Task to complete: Please reproduce the part of the article on Pravin Gordhan below between "He has also" and "watch this weekend.", inclusive, word for word.

Supplied passage:
= Beginning of Section =

There will be many game changers at the ANC's 54th national conference at Nasrec this weekend, but few will be as active in mobilising support for Deputy President Cyril Ramaphosa as Pravin Gordhan.
The former minister of finance has become a rallying point for those opposing state capture and the large-scale looting of the state. His second tenure as finance minister, to the day, started Thursday two years ago, after the aborted appointment of Des van Rooyen. Gordhan fought an uphill battle from the very beginning, with President Jacob Zuma not hiding the fact that Gordhan as minister of finance wasn't his first choice.
When Gordhan was unceremoniously dumped as minister of finance in favour of Malusi Gigaba –– a Gupta-friendly minister –– he quickly slipped back into the role of organiser, telling a packed Johannesburg City Hall the day after his dismissal that ANC members at grassroots level need to organise themselves and that the ANC needed to be reclaimed.
Gordhan –– a pharmacist by trade, who was detained and beaten during apartheid –– first rose to prominence as a community organiser in the erstwhile Natal in the 1970s after joining the liberation movement. He was part of the secretariat at Codesa and was deployed to parliament after 1994. He was recruited to become the first SARS commissioner, which he built and led from 1999 to 2009. He was minister of finance between 2009 and 2014, and again from 2015 to last year.
He has also proven to be a thorn in the side of every state-owned enterprise that has appeared in front of the portfolio committee on public enterprises ever since his return to parliament as an ordinary MP, questioning expenditure, governance and appointments of former cabinet colleagues.
But Gordhan, commanding the loyalty of a number of former senior bureaucrats and ANC loyalists, has also been active in the background, mobilising support and preparing for a post-Zuma era. He is acutely aware that this weekend's conference isn't only important for the ANC and its future, but that the country is holding its breath.
Gordhan has been organising in support of Ramaphosa, but also preparing the ground for sweeping changes should his man win. He'll be somebody to watch this weekend.

= End of Section =

Dataset:
= Beginning of Section =

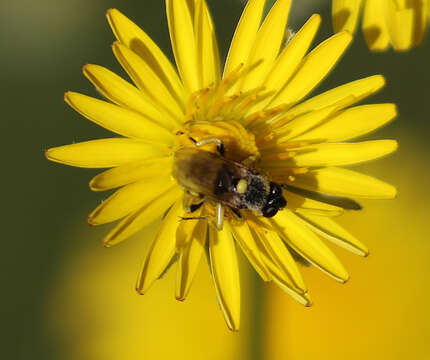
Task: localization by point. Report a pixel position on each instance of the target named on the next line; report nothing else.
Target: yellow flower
(250, 118)
(397, 23)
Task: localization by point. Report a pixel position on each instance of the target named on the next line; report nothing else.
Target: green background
(44, 45)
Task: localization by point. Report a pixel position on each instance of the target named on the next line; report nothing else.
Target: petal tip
(110, 12)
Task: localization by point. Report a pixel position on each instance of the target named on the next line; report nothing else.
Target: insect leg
(220, 145)
(219, 216)
(193, 218)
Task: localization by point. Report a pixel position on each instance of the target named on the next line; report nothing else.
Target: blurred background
(66, 297)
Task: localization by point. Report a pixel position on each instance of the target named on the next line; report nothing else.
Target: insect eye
(242, 186)
(275, 189)
(270, 211)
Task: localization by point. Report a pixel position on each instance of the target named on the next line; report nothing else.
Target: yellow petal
(267, 44)
(118, 119)
(316, 65)
(139, 42)
(346, 94)
(132, 172)
(332, 231)
(303, 299)
(421, 13)
(374, 25)
(245, 239)
(338, 154)
(351, 123)
(401, 21)
(344, 182)
(281, 279)
(183, 42)
(162, 250)
(105, 153)
(129, 198)
(225, 272)
(307, 244)
(291, 57)
(303, 123)
(282, 258)
(207, 47)
(345, 14)
(189, 259)
(148, 82)
(305, 205)
(124, 94)
(244, 36)
(144, 216)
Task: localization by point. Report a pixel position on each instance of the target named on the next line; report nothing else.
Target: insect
(206, 175)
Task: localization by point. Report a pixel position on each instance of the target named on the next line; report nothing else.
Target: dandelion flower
(251, 115)
(397, 23)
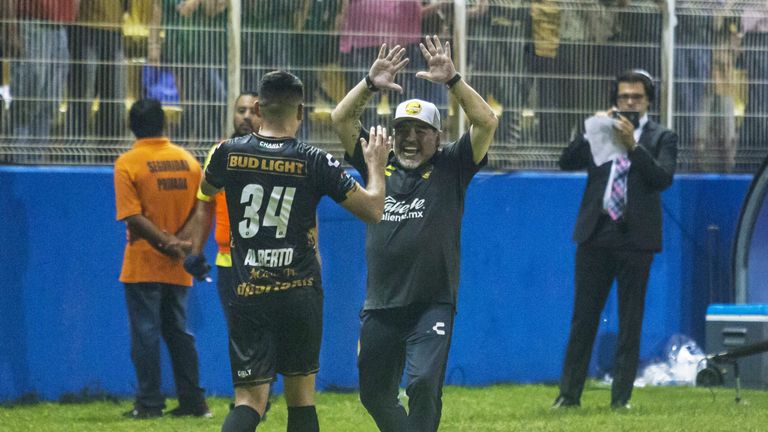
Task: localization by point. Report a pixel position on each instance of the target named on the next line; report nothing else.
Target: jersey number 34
(277, 213)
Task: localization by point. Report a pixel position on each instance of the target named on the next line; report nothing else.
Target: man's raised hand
(376, 149)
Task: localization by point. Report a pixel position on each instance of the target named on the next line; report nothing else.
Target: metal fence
(68, 76)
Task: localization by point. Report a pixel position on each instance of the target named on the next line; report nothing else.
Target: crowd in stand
(71, 66)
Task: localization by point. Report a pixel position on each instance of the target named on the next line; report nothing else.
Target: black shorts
(279, 333)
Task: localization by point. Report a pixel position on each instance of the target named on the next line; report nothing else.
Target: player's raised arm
(368, 203)
(483, 121)
(381, 76)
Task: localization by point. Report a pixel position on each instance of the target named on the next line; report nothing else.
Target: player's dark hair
(280, 93)
(634, 76)
(146, 118)
(250, 93)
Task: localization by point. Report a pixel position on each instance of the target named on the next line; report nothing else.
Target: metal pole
(459, 48)
(234, 18)
(666, 108)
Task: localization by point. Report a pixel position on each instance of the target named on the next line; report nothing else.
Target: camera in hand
(632, 116)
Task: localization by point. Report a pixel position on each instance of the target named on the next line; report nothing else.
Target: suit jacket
(653, 165)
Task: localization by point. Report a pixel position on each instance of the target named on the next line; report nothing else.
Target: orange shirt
(63, 11)
(221, 233)
(159, 180)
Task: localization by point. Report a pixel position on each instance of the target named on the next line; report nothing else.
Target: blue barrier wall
(63, 324)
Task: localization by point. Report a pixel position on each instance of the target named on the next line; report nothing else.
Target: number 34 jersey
(272, 187)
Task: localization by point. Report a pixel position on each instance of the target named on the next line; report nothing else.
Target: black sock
(302, 419)
(242, 418)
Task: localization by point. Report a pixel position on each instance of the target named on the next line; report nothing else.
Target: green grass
(496, 408)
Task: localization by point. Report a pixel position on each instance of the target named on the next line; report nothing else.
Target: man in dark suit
(618, 231)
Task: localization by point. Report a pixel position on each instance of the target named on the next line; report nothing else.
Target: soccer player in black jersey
(273, 184)
(413, 254)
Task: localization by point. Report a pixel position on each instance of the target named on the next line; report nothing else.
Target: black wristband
(456, 78)
(369, 84)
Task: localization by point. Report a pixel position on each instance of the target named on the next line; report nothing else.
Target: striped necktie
(618, 199)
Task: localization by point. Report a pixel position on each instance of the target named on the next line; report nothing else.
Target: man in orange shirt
(155, 186)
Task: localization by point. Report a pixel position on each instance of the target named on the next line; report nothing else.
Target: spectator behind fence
(275, 303)
(499, 34)
(195, 44)
(98, 70)
(368, 23)
(754, 132)
(268, 35)
(693, 57)
(36, 38)
(155, 184)
(618, 231)
(413, 253)
(316, 52)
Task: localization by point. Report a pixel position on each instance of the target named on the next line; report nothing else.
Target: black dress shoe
(139, 412)
(622, 406)
(564, 402)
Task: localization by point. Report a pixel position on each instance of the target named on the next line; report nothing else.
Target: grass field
(496, 408)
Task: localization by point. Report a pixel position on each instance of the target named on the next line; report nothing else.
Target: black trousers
(160, 310)
(414, 339)
(596, 269)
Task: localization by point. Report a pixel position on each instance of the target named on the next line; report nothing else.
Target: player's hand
(386, 66)
(439, 64)
(197, 266)
(376, 149)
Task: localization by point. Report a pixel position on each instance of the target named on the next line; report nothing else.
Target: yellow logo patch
(413, 108)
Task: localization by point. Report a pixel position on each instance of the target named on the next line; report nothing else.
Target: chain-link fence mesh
(69, 76)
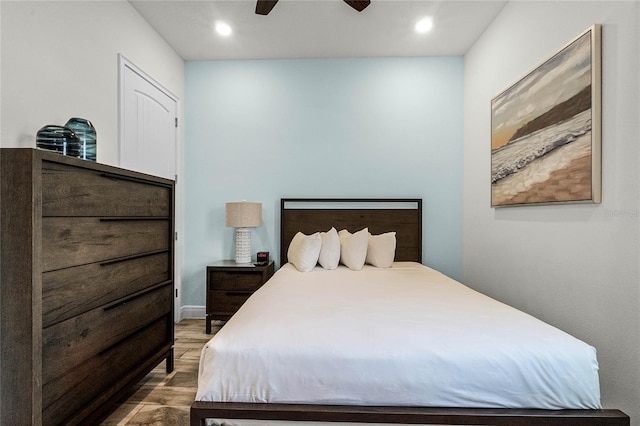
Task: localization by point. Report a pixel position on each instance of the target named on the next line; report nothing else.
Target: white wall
(60, 60)
(574, 266)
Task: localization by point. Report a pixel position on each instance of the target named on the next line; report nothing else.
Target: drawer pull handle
(125, 218)
(136, 295)
(132, 179)
(131, 257)
(136, 333)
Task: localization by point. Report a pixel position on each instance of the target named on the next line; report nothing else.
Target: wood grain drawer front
(69, 394)
(72, 291)
(231, 280)
(69, 241)
(73, 191)
(68, 343)
(227, 302)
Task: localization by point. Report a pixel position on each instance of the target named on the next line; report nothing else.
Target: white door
(149, 120)
(149, 138)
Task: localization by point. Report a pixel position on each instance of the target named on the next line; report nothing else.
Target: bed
(292, 353)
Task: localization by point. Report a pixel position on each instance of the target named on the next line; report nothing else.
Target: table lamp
(242, 215)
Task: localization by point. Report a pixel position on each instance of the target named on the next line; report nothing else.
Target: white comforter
(407, 335)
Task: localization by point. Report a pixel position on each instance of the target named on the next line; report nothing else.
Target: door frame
(124, 63)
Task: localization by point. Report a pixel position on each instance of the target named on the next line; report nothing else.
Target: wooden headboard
(309, 215)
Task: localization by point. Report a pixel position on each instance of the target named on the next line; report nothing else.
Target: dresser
(229, 285)
(87, 290)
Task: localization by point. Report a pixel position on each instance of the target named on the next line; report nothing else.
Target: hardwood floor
(161, 398)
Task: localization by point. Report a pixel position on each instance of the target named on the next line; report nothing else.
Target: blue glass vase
(59, 139)
(87, 134)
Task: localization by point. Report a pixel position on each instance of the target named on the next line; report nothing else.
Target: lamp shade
(243, 214)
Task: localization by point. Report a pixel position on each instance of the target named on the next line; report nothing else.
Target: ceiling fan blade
(358, 5)
(263, 7)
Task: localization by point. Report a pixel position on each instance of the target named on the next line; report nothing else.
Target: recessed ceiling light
(223, 28)
(424, 25)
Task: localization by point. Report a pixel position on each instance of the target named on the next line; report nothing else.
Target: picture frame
(546, 130)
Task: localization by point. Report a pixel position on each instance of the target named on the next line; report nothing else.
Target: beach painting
(545, 130)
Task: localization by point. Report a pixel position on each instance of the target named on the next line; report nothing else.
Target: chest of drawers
(86, 298)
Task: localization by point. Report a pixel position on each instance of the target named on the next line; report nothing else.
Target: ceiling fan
(263, 7)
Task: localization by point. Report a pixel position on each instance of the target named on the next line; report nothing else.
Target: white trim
(192, 311)
(123, 63)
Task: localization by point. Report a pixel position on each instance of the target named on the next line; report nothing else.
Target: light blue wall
(263, 130)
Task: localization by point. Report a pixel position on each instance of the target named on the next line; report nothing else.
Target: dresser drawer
(234, 280)
(227, 302)
(73, 191)
(69, 394)
(68, 343)
(69, 241)
(71, 291)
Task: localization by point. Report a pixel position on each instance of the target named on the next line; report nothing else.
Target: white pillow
(304, 251)
(353, 248)
(330, 251)
(381, 250)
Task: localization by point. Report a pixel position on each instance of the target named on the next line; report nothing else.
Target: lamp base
(243, 245)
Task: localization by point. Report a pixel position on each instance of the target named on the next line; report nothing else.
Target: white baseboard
(192, 311)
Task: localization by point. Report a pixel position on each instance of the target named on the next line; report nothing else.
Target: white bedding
(406, 336)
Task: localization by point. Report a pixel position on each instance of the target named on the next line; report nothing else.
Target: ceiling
(317, 28)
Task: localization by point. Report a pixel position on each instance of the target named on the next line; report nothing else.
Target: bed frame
(404, 216)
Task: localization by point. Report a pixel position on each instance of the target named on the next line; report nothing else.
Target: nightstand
(229, 285)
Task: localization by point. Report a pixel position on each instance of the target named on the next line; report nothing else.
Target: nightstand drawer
(235, 280)
(228, 302)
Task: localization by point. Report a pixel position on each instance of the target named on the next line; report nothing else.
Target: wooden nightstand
(230, 284)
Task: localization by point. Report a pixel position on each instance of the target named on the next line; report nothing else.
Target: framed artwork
(546, 130)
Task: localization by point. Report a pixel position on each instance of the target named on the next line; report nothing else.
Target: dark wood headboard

= End of Section =

Expected answer:
He has also proven to be a thorn in the side of every state-owned enterprise that has appeared in front of the portfolio committee on public enterprises ever since his return to parliament as an ordinary MP, questioning expenditure, governance and appointments of former cabinet colleagues.
But Gordhan, commanding the loyalty of a number of former senior bureaucrats and ANC loyalists, has also been active in the background, mobilising support and preparing for a post-Zuma era. He is acutely aware that this weekend's conference isn't only important for the ANC and its future, but that the country is holding its breath.
Gordhan has been organising in support of Ramaphosa, but also preparing the ground for sweeping changes should his man win. He'll be somebody to watch this weekend.